Point-per-instance localization data:
>>>

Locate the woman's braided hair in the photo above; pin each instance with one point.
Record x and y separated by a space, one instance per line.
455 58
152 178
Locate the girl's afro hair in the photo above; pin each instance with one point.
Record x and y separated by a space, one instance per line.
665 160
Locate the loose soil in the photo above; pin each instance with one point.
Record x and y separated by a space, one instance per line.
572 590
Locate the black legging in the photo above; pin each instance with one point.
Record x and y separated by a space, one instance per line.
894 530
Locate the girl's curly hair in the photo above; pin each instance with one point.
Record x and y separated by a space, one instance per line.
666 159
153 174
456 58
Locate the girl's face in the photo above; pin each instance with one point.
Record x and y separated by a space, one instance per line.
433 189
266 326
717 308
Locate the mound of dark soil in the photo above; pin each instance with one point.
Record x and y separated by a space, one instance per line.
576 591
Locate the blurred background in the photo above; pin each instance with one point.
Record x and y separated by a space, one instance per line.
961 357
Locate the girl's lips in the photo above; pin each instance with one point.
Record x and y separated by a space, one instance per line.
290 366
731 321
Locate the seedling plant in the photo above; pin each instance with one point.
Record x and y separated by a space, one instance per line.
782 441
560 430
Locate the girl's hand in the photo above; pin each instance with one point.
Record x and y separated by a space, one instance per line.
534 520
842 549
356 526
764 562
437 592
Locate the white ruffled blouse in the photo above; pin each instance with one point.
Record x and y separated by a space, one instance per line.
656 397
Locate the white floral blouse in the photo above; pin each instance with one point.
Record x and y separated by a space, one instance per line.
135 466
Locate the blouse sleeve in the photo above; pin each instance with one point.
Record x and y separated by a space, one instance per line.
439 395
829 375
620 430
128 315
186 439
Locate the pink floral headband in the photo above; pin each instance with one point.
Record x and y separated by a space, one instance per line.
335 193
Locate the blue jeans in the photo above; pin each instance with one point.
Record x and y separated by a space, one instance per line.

<<<

What is being asked:
Find "Locate the pink" in the entries above, then repeat its line and all lines after it exactly, down to the last line.

Response to this task:
Locate the pink floral headband in the photo above; pin each instance with one point.
Record x and y separated by a space, one instance per line.
335 193
Locate the blue jeans in the photo above; pin each instance with one point.
Record x and y separated by a space, one instance per line.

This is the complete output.